### BESCHREIBUNG DER AUFGABE
Gib jede Zeile der folgenden Datensätze, die die Zeichenfolge „roof“ enthält, vollständig wieder. Groß- und Kleinschreibung ist dabei zu beachten.

### DATEN ZUR AUFGABE
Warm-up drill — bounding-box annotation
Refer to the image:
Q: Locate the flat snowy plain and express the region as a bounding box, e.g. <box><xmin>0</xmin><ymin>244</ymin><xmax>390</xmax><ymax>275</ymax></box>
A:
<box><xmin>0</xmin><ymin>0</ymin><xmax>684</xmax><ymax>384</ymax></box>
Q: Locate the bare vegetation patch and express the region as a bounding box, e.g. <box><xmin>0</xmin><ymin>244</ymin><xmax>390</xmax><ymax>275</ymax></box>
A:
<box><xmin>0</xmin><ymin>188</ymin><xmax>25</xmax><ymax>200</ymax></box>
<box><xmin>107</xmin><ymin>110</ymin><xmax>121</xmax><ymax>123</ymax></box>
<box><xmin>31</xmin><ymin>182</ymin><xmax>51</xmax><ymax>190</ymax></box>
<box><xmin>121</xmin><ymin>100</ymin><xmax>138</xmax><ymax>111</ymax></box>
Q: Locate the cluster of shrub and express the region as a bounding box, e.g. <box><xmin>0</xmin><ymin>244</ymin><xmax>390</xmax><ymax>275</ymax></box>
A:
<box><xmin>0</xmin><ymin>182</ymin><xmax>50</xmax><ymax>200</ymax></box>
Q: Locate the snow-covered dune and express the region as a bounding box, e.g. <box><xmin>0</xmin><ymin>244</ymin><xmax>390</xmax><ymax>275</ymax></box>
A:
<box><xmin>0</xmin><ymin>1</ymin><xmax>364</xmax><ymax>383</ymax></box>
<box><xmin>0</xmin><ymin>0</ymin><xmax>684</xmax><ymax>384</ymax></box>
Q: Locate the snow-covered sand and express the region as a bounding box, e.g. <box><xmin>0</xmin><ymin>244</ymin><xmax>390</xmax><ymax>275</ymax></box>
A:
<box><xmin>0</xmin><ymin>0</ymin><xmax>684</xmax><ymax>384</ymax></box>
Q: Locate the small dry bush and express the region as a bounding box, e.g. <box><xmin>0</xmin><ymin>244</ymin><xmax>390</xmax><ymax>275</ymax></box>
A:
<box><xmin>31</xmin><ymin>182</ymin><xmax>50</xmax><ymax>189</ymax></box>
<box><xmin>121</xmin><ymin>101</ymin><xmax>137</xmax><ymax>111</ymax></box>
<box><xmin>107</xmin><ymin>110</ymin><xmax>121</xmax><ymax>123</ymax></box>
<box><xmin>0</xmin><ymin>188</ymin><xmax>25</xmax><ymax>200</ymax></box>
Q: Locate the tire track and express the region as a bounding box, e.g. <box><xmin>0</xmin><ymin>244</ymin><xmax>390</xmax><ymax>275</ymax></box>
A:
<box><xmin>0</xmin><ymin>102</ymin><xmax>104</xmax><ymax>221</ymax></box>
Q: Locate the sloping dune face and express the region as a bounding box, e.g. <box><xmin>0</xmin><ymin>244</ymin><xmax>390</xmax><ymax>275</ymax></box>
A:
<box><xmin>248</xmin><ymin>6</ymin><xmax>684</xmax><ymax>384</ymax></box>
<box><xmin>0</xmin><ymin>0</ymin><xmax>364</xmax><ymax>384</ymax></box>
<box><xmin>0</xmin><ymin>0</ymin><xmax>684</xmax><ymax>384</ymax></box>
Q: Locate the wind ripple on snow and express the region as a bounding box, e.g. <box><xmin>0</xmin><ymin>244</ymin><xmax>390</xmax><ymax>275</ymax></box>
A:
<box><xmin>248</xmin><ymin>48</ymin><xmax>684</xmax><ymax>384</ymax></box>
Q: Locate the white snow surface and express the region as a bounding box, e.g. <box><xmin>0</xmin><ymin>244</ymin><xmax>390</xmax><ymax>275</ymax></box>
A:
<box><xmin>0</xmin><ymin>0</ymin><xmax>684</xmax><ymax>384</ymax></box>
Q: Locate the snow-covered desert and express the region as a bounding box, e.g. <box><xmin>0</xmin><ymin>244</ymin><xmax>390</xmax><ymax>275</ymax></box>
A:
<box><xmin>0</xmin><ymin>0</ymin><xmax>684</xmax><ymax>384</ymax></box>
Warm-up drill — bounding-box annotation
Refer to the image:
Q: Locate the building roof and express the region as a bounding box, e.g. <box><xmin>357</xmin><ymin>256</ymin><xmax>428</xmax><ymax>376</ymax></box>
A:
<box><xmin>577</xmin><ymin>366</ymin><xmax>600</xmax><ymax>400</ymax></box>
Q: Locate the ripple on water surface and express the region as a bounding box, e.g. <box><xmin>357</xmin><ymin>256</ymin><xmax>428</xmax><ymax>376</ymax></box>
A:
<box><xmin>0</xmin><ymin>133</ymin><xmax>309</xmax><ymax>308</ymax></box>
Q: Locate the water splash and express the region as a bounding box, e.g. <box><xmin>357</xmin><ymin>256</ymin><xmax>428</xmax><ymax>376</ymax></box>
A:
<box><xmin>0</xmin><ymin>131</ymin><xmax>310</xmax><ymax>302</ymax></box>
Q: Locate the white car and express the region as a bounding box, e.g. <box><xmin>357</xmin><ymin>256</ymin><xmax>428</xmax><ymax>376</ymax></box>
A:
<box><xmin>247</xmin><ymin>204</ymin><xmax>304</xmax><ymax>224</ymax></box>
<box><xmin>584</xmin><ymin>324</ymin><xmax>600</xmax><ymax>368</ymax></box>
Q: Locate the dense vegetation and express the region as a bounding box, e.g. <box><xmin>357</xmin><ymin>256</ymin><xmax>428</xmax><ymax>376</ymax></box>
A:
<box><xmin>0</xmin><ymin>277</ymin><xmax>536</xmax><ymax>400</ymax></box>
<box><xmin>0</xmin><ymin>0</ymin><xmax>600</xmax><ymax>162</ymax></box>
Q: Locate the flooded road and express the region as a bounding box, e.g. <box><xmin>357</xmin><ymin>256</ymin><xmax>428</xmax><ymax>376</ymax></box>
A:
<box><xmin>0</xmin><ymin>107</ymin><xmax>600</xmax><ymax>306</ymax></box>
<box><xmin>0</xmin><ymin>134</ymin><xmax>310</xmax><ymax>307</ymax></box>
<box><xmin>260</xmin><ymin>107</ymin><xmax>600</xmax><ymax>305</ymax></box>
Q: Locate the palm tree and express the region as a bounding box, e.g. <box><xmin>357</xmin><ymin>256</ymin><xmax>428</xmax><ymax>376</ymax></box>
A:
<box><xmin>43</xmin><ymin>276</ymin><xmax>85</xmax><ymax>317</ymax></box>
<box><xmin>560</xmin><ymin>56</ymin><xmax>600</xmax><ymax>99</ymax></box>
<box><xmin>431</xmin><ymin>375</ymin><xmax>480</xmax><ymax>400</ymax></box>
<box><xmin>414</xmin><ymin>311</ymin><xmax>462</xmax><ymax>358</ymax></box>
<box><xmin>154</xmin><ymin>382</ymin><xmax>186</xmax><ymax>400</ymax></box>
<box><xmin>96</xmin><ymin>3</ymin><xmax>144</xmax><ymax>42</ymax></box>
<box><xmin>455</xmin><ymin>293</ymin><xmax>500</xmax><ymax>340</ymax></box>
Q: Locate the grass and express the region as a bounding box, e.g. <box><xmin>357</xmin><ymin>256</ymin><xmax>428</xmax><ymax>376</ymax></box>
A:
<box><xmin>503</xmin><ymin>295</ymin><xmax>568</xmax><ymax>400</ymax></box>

==

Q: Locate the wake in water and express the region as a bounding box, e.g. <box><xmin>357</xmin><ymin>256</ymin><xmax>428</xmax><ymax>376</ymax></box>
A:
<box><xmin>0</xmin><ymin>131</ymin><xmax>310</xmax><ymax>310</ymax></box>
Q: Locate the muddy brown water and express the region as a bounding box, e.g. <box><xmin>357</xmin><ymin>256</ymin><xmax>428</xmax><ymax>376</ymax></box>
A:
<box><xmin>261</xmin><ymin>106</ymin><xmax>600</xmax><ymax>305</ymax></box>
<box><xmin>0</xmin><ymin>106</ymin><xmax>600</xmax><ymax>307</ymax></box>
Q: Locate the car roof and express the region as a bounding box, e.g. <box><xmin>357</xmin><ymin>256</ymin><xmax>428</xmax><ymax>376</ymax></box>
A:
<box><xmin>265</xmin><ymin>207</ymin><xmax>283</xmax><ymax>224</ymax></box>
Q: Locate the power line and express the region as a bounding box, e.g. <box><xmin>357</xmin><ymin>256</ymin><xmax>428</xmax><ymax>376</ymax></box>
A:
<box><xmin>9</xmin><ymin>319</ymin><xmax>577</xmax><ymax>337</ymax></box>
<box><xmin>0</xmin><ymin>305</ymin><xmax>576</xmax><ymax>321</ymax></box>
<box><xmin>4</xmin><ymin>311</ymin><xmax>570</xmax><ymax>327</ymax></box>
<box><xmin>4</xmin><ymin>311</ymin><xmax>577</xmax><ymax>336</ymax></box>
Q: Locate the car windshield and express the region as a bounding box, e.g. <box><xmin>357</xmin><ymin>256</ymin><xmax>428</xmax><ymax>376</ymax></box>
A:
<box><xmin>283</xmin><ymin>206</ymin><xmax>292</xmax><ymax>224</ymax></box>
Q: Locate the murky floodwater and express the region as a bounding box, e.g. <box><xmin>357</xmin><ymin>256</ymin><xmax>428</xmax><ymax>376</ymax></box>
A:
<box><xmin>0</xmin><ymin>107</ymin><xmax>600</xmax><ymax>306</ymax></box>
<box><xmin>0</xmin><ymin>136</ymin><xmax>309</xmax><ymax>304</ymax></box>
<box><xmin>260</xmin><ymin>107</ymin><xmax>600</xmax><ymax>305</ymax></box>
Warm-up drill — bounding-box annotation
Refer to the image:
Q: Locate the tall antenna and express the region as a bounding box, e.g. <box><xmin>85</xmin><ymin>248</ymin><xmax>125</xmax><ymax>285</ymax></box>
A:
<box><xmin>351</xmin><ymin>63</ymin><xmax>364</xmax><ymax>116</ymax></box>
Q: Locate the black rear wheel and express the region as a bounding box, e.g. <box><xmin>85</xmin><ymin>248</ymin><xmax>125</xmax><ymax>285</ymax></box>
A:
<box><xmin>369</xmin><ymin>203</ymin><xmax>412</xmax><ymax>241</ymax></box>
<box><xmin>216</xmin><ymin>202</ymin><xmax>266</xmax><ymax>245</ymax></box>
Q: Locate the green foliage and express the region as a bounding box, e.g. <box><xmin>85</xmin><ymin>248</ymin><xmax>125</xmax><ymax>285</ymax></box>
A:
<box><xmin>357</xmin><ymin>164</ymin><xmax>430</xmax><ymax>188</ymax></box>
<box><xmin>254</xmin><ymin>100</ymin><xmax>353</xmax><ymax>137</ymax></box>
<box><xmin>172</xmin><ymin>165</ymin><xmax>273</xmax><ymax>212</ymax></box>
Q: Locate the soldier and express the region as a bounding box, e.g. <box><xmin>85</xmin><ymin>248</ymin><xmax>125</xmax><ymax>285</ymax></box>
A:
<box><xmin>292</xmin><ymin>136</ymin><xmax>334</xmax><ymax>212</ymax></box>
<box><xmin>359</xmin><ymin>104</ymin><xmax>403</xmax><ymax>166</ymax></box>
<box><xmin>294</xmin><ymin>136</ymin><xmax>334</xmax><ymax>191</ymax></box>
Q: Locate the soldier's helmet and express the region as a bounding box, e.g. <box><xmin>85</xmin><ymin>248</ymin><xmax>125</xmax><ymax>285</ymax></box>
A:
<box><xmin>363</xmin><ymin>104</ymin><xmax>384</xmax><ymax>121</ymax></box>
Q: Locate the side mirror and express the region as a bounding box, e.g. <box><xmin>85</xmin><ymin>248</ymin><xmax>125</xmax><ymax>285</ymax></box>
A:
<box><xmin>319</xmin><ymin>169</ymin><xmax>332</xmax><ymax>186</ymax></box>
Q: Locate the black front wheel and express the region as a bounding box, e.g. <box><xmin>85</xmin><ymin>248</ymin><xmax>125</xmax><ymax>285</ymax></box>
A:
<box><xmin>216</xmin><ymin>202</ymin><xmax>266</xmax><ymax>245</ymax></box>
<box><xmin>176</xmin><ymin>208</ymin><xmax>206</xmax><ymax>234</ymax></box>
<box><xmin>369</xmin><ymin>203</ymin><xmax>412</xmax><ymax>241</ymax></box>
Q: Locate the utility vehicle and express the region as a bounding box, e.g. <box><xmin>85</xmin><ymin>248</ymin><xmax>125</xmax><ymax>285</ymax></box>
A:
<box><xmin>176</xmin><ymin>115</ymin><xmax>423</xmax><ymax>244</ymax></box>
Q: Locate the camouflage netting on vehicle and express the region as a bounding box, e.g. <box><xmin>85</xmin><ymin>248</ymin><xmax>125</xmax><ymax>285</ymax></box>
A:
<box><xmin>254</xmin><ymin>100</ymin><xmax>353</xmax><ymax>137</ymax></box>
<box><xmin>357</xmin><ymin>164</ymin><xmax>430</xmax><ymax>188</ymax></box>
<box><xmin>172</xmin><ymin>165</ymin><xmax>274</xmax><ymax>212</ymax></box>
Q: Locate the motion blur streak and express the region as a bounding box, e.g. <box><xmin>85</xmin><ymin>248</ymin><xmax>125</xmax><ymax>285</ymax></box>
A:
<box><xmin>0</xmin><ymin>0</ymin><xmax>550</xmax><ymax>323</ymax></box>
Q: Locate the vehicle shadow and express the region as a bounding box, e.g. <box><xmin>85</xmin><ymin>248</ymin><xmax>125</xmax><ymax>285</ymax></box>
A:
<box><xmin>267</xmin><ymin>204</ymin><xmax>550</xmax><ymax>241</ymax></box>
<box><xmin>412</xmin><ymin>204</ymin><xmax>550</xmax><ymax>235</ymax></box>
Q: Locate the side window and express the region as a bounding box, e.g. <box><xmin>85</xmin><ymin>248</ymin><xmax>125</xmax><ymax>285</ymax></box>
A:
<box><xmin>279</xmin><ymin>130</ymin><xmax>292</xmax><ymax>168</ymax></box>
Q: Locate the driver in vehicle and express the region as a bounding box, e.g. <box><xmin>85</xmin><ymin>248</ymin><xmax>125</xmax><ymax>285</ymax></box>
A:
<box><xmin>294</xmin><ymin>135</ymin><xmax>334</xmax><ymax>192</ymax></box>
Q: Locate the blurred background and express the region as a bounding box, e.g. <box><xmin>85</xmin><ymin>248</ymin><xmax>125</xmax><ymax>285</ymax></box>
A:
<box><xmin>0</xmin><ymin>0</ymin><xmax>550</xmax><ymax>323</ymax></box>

--

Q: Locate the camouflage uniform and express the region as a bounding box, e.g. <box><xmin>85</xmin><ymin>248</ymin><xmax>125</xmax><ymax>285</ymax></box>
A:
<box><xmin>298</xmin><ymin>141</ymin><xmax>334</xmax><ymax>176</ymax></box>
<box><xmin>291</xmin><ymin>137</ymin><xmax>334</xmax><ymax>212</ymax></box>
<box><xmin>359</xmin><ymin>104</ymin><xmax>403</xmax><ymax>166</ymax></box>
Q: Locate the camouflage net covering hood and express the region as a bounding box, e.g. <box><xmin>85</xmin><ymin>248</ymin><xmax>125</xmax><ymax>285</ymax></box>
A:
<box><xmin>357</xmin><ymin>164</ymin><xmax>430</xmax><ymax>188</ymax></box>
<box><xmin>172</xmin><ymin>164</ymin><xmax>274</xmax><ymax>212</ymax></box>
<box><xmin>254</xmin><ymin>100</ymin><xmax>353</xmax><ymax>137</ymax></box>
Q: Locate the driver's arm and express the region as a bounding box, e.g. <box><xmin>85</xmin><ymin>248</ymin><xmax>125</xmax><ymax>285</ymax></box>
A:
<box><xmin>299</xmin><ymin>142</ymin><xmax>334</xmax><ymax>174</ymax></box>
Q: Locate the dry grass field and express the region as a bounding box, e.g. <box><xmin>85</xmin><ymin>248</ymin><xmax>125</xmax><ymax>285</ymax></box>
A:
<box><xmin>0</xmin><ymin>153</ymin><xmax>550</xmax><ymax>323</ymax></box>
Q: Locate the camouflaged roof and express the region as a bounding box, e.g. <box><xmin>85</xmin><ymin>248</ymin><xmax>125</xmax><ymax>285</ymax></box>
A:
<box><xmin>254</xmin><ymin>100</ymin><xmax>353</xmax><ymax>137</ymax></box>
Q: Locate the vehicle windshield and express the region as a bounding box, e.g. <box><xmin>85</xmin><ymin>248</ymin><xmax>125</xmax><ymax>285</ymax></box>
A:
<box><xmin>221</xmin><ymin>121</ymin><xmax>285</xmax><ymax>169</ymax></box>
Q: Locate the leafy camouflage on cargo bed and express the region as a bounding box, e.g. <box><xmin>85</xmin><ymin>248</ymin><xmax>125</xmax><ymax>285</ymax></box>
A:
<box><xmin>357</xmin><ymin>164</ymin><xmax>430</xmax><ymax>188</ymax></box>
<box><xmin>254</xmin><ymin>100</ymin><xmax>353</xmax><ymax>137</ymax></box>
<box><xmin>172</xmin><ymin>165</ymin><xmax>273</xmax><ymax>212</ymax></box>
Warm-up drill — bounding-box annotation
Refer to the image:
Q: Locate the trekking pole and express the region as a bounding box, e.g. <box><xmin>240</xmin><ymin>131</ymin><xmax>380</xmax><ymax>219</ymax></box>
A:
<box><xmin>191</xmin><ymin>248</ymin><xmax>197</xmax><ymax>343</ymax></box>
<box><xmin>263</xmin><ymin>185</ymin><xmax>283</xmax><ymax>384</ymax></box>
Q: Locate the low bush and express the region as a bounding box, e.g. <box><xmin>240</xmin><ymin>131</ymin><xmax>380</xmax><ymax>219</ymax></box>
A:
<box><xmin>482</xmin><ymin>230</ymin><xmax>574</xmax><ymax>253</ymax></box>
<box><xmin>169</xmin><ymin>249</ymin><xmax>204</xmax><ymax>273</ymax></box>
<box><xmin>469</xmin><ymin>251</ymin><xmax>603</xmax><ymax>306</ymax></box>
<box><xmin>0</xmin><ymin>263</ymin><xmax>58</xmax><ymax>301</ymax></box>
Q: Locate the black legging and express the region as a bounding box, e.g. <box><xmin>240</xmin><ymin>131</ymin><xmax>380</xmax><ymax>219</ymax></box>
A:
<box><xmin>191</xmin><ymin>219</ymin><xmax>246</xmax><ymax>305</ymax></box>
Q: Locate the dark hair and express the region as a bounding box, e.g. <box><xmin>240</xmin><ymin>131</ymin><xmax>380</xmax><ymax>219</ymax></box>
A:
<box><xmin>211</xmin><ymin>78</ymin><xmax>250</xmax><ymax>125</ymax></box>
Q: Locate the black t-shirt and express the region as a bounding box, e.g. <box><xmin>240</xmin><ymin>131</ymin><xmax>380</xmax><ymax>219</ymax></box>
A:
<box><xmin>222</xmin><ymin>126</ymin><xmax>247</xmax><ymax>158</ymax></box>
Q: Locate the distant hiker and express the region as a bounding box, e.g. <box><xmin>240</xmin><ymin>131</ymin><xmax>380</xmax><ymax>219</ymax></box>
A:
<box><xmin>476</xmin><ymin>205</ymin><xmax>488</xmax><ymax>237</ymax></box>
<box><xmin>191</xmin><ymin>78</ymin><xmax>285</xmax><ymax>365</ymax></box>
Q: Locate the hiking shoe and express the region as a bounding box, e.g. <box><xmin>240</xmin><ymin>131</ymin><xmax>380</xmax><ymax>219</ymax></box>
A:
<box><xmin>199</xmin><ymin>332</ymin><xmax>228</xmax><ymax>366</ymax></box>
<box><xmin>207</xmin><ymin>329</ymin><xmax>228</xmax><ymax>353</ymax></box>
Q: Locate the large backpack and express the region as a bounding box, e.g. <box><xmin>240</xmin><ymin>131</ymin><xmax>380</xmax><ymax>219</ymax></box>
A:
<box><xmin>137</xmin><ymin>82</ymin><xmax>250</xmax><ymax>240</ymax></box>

### ANTWORT
Q: Locate the building roof and express the region as a bounding box, e.g. <box><xmin>357</xmin><ymin>256</ymin><xmax>428</xmax><ymax>376</ymax></box>
Q: Locate the car roof and express the region as a bounding box, e.g. <box><xmin>357</xmin><ymin>256</ymin><xmax>428</xmax><ymax>376</ymax></box>
Q: Locate the camouflaged roof and express the region as a bounding box, e.g. <box><xmin>85</xmin><ymin>248</ymin><xmax>125</xmax><ymax>285</ymax></box>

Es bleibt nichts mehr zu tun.